··· Working data ···
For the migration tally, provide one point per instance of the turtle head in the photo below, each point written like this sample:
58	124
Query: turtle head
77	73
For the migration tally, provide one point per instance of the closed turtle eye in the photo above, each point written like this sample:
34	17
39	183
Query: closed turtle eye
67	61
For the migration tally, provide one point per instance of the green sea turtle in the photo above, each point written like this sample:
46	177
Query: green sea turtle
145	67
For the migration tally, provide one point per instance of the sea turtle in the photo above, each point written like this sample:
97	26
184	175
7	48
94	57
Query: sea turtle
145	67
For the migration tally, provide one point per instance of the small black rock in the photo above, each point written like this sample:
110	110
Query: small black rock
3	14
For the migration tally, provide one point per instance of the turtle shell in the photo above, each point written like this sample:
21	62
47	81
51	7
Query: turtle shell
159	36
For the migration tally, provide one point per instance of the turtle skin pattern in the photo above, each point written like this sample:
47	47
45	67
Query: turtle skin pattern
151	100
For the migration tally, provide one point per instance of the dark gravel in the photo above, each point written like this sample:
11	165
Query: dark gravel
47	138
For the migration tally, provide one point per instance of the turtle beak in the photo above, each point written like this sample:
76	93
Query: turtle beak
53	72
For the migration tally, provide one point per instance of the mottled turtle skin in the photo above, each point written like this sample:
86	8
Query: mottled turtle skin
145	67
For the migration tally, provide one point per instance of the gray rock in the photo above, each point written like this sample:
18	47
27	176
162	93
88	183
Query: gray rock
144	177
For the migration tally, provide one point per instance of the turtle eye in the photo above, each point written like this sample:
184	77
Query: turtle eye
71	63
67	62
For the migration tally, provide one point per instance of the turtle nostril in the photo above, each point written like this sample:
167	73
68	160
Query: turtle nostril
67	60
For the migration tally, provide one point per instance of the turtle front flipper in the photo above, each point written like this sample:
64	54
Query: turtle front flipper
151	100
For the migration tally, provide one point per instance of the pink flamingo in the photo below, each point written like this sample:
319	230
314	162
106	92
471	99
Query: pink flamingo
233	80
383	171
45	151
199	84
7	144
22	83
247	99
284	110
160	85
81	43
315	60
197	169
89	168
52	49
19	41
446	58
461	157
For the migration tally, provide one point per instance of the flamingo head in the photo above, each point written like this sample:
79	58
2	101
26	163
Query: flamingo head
···
» **Problem requirements**
Working from the material above, retype it in its entirety without change.

» **The reply**
For the migration tally, provide one point per instance of the turtle head in the photo below, each point written like this sample:
58	124
Query: turtle head
77	73
For the migration tally, provide one point per instance of the closed turtle eye in the photo above, each point written like this sample:
34	17
39	183
Query: closed turtle eye
67	61
For the migration tally, provide one point per instance of the green sea turtle in the photo above, each point written like this sample:
46	177
Query: green sea turtle
145	67
For the migration tally, provide one point per instance of the sea turtle in the photo above, each point written like this sample:
97	26
184	175
7	48
94	57
Query: sea turtle
145	67
For the migration tally, provide one point per instance of the small black rock in the photo above, each point written like this sample:
110	110
Query: small black rock
3	14
For the migration tally, provide one point per instance of the turtle shell in the photo above, each point written like this sample:
21	62
47	81
51	7
Query: turtle shell
159	36
For the migration tally, provide one point per instance of the turtle skin pattern in the photo above, each point written like this sample:
47	47
45	67
Query: turtle skin pattern
151	100
For the migration tally, provide one point per instance of the dark gravel in the photo above, each point written like this sample:
11	165
Query: dark gravel
47	138
For the migration tally, provide one point per instance of the turtle beak in the photo above, each point written like this sample:
76	93
Query: turtle beak
53	72
For the migration tally, provide one point per instance of the mottled turtle skin in the photo above, each point written like this sample:
86	8
Query: mottled turtle skin
145	67
For the migration tally, provide one point per instance of the gray rock in the photo above, each point written like this sample:
18	47
27	176
162	93
88	183
Query: gray rock
144	177
For the migration tally, provide one point per instance of the turtle eye in the photo above, each point written like this sample:
184	77
Query: turtle eye
71	63
67	62
For the migration tally, provide one point per instance of the turtle nostril in the photo above, each point written like this sample:
167	73
68	160
Query: turtle nostril
67	60
For the migration tally, provide one point per instance of the turtle front flipper in the photo above, each point written like this sample:
64	54
Query: turtle front flipper
151	100
For the migration tally, provide one point per instance of the pink flamingo in the photo below, each point written like this sample:
319	230
314	162
106	92
471	99
Query: pink flamingo
233	80
383	171
45	151
199	84
7	144
22	83
247	99
284	110
160	85
81	43
315	60
197	169
89	168
52	49
19	41
446	58
461	157
For the migration tally, provide one point per instance of the flamingo head in the photo above, each point written like this sample:
79	58
2	101
26	163
Query: flamingo head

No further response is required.